• _To do_: Return all of the records below verbatim.

*** Extracted information ***

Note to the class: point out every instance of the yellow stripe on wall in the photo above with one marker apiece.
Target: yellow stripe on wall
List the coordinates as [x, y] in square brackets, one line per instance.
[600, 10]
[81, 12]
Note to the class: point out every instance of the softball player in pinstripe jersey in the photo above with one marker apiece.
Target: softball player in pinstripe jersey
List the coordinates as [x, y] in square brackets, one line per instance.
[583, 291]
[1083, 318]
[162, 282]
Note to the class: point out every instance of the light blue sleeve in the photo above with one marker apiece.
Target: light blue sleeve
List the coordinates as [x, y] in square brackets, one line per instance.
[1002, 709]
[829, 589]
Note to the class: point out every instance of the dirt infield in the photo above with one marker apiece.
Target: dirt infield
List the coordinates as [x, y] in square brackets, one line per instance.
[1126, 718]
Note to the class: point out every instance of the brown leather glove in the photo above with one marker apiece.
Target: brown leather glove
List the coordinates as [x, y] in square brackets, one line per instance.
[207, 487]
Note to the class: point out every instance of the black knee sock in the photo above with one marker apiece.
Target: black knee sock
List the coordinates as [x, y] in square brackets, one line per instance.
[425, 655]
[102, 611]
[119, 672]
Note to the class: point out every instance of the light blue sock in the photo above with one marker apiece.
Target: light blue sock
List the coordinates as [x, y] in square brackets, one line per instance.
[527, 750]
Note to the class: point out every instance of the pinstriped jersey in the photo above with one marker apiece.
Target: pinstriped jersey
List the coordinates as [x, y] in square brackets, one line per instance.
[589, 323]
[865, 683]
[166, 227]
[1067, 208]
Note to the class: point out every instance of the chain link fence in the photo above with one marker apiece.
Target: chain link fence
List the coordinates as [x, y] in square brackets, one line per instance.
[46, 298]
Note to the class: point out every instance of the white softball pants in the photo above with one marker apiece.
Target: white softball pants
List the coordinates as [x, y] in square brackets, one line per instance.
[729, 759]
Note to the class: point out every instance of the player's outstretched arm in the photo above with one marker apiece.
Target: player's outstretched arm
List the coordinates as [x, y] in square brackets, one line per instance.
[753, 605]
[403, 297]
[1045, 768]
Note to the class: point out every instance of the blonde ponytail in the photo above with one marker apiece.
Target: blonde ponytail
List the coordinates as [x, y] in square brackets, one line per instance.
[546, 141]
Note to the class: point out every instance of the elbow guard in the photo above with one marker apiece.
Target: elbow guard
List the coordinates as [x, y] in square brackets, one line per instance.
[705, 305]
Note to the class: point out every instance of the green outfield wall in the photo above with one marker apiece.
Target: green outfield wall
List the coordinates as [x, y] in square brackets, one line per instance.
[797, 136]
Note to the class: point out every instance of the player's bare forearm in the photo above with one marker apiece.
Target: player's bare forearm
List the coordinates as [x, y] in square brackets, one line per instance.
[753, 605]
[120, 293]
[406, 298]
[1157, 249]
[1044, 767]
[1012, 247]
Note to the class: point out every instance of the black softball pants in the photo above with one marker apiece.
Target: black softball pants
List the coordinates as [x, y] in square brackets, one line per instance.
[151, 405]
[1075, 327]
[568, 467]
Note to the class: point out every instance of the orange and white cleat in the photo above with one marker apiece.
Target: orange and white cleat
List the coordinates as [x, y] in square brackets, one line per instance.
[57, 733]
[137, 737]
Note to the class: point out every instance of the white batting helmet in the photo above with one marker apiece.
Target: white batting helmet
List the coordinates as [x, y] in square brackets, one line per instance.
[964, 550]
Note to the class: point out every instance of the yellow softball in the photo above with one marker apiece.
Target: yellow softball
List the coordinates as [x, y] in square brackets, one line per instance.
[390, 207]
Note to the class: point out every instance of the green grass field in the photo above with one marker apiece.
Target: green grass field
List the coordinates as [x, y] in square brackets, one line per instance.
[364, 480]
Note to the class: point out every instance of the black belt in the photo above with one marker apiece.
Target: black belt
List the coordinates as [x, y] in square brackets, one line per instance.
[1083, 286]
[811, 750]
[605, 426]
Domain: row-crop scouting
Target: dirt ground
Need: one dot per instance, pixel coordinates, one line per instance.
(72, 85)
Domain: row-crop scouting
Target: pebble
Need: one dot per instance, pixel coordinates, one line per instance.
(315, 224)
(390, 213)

*** End of Extracted information ***

• _Exercise output_:
Note to the class: point out every instance of the yellow stripe on wall in the photo above with one marker apiece.
Target: yellow stripe on wall
List the coordinates as [x, y] in square brackets, one line per instance.
[600, 10]
[81, 12]
Note to the class: point out every instance of the softball player in pinstripe jersey in the photo above with one marker apiece.
Target: softball player in pinstripe jersey
List the coordinates as [x, y] in square brackets, one line per instance.
[583, 291]
[1083, 318]
[162, 282]
Note to the class: point out every instance of the light blue sleeve in the photo above with one marker apiece.
Target: light blue sleeve
List the coordinates as [x, y] in square brackets, one line per instance.
[1002, 709]
[829, 589]
Note to the class: point out every instance of the dirt infield in the photo above with one marker apiece.
Target: dirt infield
List the coordinates as [x, y] in square brackets, one line per instance.
[1126, 718]
Note to the class: point out every instance of the brown leather glove in the photo above with one marker apiece.
Target: brown leather glove
List the coordinates as [x, y] in square brackets, one line per instance.
[207, 487]
Note to the class: point out every instance of the black knee sock in the photo above with one marker apiece.
Target: black knee sock
List the coordinates as [x, y] in square brackets, one line per instance.
[425, 655]
[102, 611]
[119, 672]
Note to the class: point out every instance of the light blue sock in the photo above with one marker apiece.
Target: light blue sock
List the coordinates as [x, y] in square brackets, one line per instance.
[527, 750]
Note to the class: point out every instance of the pinstriped jersey in the photo above with one marker apiece.
Target: pinstriped jersey
List the coordinates as [x, y] in square brackets, one line per instance.
[589, 323]
[865, 683]
[166, 227]
[1067, 208]
Note to the class: point out every instance of the chain link fence in the photo above with one marker apiece.
Target: chain link fence
List the coordinates as [x, y] in square brackets, one line per instance.
[46, 298]
Note to the class: point out every instance of the white softball pants in the photo above with one marker apiece.
Target: white softball pants
List the coordinates as [x, y] in square brackets, one line per instance.
[729, 759]
Note to the class: point out every instance of the player's outstretched arm in the photo above with one marker apiece.
Target: player's outstretched arm
List the coordinates as [x, y] in square brackets, one line per instance.
[753, 605]
[403, 297]
[1045, 768]
Note to the class: point out every instance of the blonde ponytail in the photo above with one marker apiece.
Target: blonde ponytail
List the coordinates as [x, y] in square brackets, one line per instance.
[546, 141]
Note to the class: point out every instance of the elbow guard in the photo above with one marker apiece.
Target: elbow guard
List the coordinates as [x, y] in square brackets, one line per instance.
[705, 305]
Note to the class: point out every instance of the green outfield wall in the photo above with one marker apiece.
Target: green outfield wall
List the coordinates as [x, y] in square brackets, one line per instance.
[797, 136]
Note to the class: point out every instance of the player's bare forearm in the photo above with one marker apiece.
Target: player's bare forearm
List the coordinates as [x, y] in square brackets, one line per instance.
[753, 605]
[120, 293]
[406, 298]
[1157, 249]
[1044, 767]
[1012, 247]
Note to the class: point out every instance of the black softball pants in the photo above with one marker apiece.
Target: black softball pants
List the coordinates as [x, y] in square brackets, one line per instance.
[151, 405]
[1075, 327]
[568, 467]
Note to the class: point out every instance of the orange and white cleat in the photo above with one marker apiece.
Target: orange and white cleat
List the coordinates as [x, y] in square brackets, one line per instance.
[57, 733]
[137, 737]
Note to the class: point out every instance of the white batting helmet in the photo above with one marker apiece.
Target: white batting helmet
List the coordinates as [x, y] in square brackets, one line per instance.
[964, 550]
Note to the class: point out every instance of the yellow softball in the photo above with one marker apiece.
Target: yellow softball
List the coordinates as [x, y] in square brackets, one line per instance.
[390, 207]
Note to the class: point out every instance of the green grass field in the photo above with one marker apiece.
Target: green grass field
List the coordinates as [x, y] in square brackets, one line per instance.
[364, 480]
Note to the class: point out every instance of the black belt in the photo above with one marker apiece.
Target: black belt
List the coordinates as [x, y] in square brackets, one line per instance.
[1083, 286]
[811, 750]
[605, 426]
Domain: row-crop scouting
Target: dirt ground
Need: one dot per instance, pixel coordinates, one line per instance.
(72, 85)
Domain: row-crop scouting
Target: pebble
Need: one dot per instance, pixel coordinates, one line per instance.
(315, 224)
(390, 213)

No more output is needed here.